• **Qué hacer**
[A] Pasa al inglés esta oración de la reseña sobre Noir: "Pero vayamos ya con la referencia, que con tanto prolegómeno corro el riesgo de olvidarla."
[B] Según la reseña sobre Noir, ¿quién hizo la traducción de esta novela?
[C] Sigue escribiendo la reseña sobre Noir a partir de su última oración.

• **Texto del documento**
Vivo entre muchos libros y extraigo una gran parte de mis ganas de vivir del hecho de que aún leeré la mayoría de ellos. (Elias Canetti)

miércoles, 31 de julio de 2013

ROBERT COOVER. NOIR

Hola, buenos días, bienvenidos un miércoles más a Todos los libros un libro. Como nuestros seguidores habituales recordaréis, a lo largo de este mes de julio, en una estación veraniega siempre propicia para las lecturas “relajadas”, nuestro programa os está ofreciendo una serie de propuestas literarias pertenecientes al género “negro”, novelas policiacas, con una trama de intriga o detectivesca, que parecen especialmente adecuadas para la lectura sosegada ante el frescor del mar o a la sombra apacible de un árbol frondoso y acogedor. En cada uno de los cinco miércoles de este mes os traigo, pues, un nuevo título escogido de entre los muy numerosos que se publican año tras año en este género que goza en nuestros días de una popularidad y una difusión extraordinarias. Debo deciros que me he impuesto, además, la doble condición de que cada novela presentada haya sido publicada en una editorial diferente y que, igualmente, cada una de ellas presente rasgos estilísticos distintos, planteamientos literarios diversos y acercamientos incluso radicalmente opuestos a los grandes tópicos de un género, que, pese a lo muy trillado de sus pautas convencionales, siempre se renueva y acepta miradas y concreciones y enfoques novedosos. La serie de Charlotte Carter protagonizada por la singular Nanette Hayes, la melancólica inteligencia del Quirke de Benjamín Black, la visceral brutalidad del Max Dembo de Edward Bunker, la sutileza y la refinada elegancia de las historias de Anthony Berkeley, de las que os he hablado las semanas precedentes, y el experimento posmoderno del libro que ahora quiero recomendaros no tienen nada que ver entre sí, y sin embargo todas esas obras pueden encontrar fácil acomodo bajo esa rúbrica general de “novela policiaca”. Y en ese sentido, la propuesta que hoy os ofrezco constituye, en efecto, una especialmente llamativa muestra de cómo el género negro es muy dúctil y flexible y, conservando ciertos parámetros básicos, admite en su seno “criaturas” bastante disímiles.
 
Pero vayamos ya con la referencia, que con tanto prolegómeno corro el riesgo de olvidarla. Esta semana quiero hablaros de Noir, el significativo título con el que la editorial Galaxia Gutemberg/Círculo de Lectores presenta la por ahora última novela de Robert Coover, en traducción de Benito Gómez Ibáñez. Noir es, ya desde su nombre, un libro que no disimula su inequívoca adscripción a la novelística de índole policial. Y sin embargo, siendo una novela en la que reconocemos las pautas más habituales del género, se nos muestra también con los caracteres definitorios del experimento literario. Son esos dos ejes, la deuda con las convenciones estilísticas de los grandes clásicos de la literatura negra y, a la vez, la ruptura muy ostensible y hasta provocadora con esos tópicos tan reconocibles en la obra de Dashiell Hammet o Raymond Chandler y sus decenas de epígonos, o en las películas que protagonizaron Humphrey Bogart o Robert Mitchum, los aspectos más relevantes de un libro que, siendo interesante (y ésta es una categoría intelectual, perteneciente al dominio de la razón, algo pobre, pues, cuando de pasión lectora estamos hablando), resulta algo frío, dificultando, a la postre, al exigir una lectura analítica, casi científica y por tanto distanciada, que el lector que se adentra algo arduamente en sus páginas pueda encontrar vida (y ahora hablo desde un terreno visceral, emocional) entre su muy bien construida pero finalmente gélida estructura.

• **Material entregado**
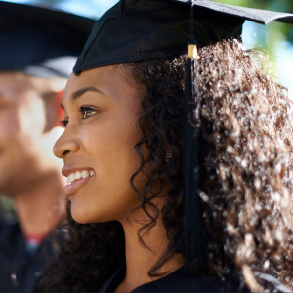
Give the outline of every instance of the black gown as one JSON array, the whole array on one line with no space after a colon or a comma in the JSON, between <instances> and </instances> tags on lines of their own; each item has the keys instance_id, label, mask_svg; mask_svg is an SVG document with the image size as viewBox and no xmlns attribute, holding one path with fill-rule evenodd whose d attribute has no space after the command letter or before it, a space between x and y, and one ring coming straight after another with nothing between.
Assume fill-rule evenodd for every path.
<instances>
[{"instance_id":1,"label":"black gown","mask_svg":"<svg viewBox=\"0 0 293 293\"><path fill-rule=\"evenodd\" d=\"M101 288L100 292L113 292L123 280L125 265L121 267ZM249 292L249 290L236 276L226 277L223 281L217 276L198 275L188 273L182 268L167 276L144 284L131 292Z\"/></svg>"},{"instance_id":2,"label":"black gown","mask_svg":"<svg viewBox=\"0 0 293 293\"><path fill-rule=\"evenodd\" d=\"M0 223L0 292L36 291L46 264L54 258L52 239L32 247L17 223Z\"/></svg>"}]
</instances>

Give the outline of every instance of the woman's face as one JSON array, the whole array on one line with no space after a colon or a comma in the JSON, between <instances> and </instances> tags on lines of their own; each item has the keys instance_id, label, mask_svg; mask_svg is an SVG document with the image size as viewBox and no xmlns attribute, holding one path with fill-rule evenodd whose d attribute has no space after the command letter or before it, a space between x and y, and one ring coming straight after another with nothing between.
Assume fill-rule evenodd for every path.
<instances>
[{"instance_id":1,"label":"woman's face","mask_svg":"<svg viewBox=\"0 0 293 293\"><path fill-rule=\"evenodd\" d=\"M130 181L141 162L134 146L143 89L127 74L115 65L84 70L71 75L64 92L66 128L54 153L63 159L63 175L75 179L64 191L79 223L122 221L140 203ZM136 187L146 181L140 175Z\"/></svg>"}]
</instances>

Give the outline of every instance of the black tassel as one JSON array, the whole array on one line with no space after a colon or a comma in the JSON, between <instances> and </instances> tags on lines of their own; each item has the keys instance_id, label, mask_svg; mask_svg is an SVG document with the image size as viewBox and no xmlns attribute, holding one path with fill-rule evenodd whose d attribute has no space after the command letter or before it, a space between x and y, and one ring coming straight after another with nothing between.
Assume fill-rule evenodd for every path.
<instances>
[{"instance_id":1,"label":"black tassel","mask_svg":"<svg viewBox=\"0 0 293 293\"><path fill-rule=\"evenodd\" d=\"M185 233L186 262L192 262L201 254L202 228L197 194L199 180L198 150L198 97L196 66L198 55L193 30L193 5L190 9L190 36L186 69L185 96L183 109L185 181Z\"/></svg>"},{"instance_id":2,"label":"black tassel","mask_svg":"<svg viewBox=\"0 0 293 293\"><path fill-rule=\"evenodd\" d=\"M189 45L189 58L186 71L186 88L184 106L184 161L185 186L185 260L198 259L201 254L201 215L197 194L199 175L197 114L197 49ZM192 55L193 53L194 53Z\"/></svg>"}]
</instances>

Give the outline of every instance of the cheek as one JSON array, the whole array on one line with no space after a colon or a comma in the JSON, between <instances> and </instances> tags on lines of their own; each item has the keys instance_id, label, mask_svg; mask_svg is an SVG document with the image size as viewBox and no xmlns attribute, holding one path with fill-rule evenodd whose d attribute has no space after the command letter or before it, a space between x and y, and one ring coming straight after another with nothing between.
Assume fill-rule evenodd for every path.
<instances>
[{"instance_id":1,"label":"cheek","mask_svg":"<svg viewBox=\"0 0 293 293\"><path fill-rule=\"evenodd\" d=\"M81 132L83 147L93 162L96 175L87 195L84 194L82 199L72 197L72 215L78 222L121 221L140 203L130 184L141 163L135 149L142 138L136 126L138 117L118 118L105 120L107 123L103 127L98 123L88 125L86 131ZM136 188L141 190L146 181L144 177L140 174L135 180Z\"/></svg>"}]
</instances>

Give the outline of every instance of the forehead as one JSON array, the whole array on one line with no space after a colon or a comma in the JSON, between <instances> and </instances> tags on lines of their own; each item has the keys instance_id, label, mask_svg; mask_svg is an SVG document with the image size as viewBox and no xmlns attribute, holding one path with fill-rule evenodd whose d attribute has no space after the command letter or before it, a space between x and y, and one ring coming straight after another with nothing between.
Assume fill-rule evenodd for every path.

• **Respuestas en orden**
[A] But let's get on with the recommendation now, since with so much preamble I run the risk of forgetting it.

[B] Benito Gómez Ibáñez.

[C]
 
Y he escrito bien “construida”, pero en realidad el término adecuado -tan de moda- hubiera debido ser “deconstruida”, al modo de lo que debe ser -hablo de oídas, no he tenido el placer de saborear tales gollerías- la conocida tortilla de patatas de Ferrán Adriá. Hay huevo, hay patatas, hay sal, hay aceite, hay, eventualmente, cebolla, parece una tortilla, sabe a tortilla, reconocemos vagamente reminiscencias de lo que nuestra memoria identifica como una vulgar tortilla... pero no acaba de serlo del todo, es otra cosa, es y no es una tortilla de patatas. En Noir hay inspectores y detectives y crímenes, hay complejas investigaciones, locales sórdidos y cadáveres, hay sobornos, policías corruptos, sospechosos, confidentes, prostitutas y mujeres fatal, hay alcohol y humo de tabaco, hay bares infectos y ambiente nocturno, hay engaños y traiciones y palizas y disparos, pero todo ello aparece de un modo difuminado, oscuro, algo volátil, tornadizo, de manera que, simultáneamente, estamos y no estamos ante un escenario conocido, ante unos personajes, unas intrigas, unas tramas, que resultándonos familiares, nos provocan, a la vez, extrañeza y hasta desasosiego.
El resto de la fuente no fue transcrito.